=== MATERIAL PROVIDED ===
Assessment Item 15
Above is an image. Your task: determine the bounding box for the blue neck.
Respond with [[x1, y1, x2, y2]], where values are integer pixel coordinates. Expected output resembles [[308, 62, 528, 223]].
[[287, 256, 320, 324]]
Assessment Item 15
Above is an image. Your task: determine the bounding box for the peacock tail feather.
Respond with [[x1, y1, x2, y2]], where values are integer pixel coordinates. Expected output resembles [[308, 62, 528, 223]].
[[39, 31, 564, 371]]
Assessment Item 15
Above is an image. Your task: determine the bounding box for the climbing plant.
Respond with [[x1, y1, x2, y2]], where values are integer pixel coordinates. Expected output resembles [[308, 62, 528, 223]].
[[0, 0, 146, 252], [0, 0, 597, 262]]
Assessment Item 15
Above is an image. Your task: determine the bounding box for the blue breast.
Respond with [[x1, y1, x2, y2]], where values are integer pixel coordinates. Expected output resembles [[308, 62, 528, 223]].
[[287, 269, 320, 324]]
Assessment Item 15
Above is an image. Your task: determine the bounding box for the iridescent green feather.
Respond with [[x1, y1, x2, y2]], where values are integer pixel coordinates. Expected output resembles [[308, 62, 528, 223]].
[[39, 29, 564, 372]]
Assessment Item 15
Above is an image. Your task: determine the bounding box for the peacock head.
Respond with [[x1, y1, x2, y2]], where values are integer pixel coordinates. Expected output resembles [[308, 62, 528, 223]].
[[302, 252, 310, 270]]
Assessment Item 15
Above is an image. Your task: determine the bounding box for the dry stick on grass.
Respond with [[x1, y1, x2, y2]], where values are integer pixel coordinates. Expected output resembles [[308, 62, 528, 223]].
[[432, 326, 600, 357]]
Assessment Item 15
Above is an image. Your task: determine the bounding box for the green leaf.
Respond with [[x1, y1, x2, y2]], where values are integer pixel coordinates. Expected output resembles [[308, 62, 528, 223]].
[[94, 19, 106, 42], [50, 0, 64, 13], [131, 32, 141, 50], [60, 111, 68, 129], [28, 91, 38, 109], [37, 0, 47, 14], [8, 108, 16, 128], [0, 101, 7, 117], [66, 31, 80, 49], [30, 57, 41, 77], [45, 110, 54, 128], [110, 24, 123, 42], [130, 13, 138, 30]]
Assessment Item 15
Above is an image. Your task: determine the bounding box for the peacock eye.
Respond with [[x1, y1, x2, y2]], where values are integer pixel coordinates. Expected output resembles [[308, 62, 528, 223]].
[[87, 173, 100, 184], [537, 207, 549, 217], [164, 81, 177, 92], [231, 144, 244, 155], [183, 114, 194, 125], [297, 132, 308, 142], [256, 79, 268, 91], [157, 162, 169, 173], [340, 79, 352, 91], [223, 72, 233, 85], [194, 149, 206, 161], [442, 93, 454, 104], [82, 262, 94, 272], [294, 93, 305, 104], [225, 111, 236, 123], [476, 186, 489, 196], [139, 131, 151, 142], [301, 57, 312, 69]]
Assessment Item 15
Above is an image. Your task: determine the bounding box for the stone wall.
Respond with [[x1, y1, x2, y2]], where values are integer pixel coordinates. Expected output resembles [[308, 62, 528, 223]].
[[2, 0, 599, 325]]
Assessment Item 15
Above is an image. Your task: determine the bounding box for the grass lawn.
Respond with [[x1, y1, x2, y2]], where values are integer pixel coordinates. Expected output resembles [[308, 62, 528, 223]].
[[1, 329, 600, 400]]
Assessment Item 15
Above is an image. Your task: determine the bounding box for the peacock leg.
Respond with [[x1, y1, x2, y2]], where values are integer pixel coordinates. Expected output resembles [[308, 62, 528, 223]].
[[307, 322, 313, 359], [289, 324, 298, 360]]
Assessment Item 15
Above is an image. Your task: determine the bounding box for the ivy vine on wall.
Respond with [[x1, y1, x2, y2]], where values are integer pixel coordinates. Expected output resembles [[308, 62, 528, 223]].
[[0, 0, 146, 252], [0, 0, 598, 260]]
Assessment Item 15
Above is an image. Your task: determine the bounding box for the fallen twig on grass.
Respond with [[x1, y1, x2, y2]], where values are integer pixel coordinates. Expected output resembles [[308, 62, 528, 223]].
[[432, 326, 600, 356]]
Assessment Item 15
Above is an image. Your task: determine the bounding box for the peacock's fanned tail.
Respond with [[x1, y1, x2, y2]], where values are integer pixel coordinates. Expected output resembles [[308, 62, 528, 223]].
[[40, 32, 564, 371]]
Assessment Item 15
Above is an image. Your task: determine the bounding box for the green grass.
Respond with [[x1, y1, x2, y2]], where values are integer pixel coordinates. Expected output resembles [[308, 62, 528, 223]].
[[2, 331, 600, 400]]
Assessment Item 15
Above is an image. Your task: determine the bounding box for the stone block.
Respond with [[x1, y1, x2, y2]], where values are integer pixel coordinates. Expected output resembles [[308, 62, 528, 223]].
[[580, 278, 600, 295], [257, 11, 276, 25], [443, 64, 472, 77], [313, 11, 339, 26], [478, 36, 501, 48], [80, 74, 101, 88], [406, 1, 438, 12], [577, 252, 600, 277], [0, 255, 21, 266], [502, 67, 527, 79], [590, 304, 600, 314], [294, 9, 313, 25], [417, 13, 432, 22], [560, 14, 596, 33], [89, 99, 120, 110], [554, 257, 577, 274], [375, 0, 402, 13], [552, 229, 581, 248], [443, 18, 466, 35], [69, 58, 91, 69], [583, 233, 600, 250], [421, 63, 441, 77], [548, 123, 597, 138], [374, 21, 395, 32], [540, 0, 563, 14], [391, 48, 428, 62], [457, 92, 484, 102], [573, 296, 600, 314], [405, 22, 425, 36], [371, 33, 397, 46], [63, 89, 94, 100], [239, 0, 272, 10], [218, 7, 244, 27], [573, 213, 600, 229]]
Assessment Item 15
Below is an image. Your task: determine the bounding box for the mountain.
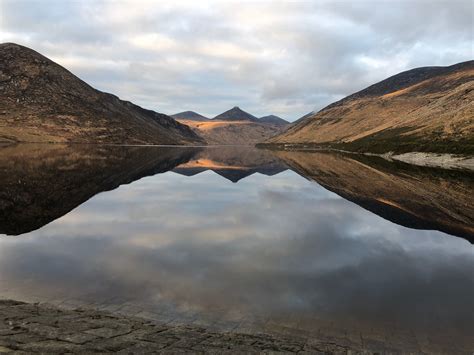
===
# TASK ITEM
Examine the entries and report how many of their lines contain the string "blue", giving no more than the number.

# TASK SOLUTION
2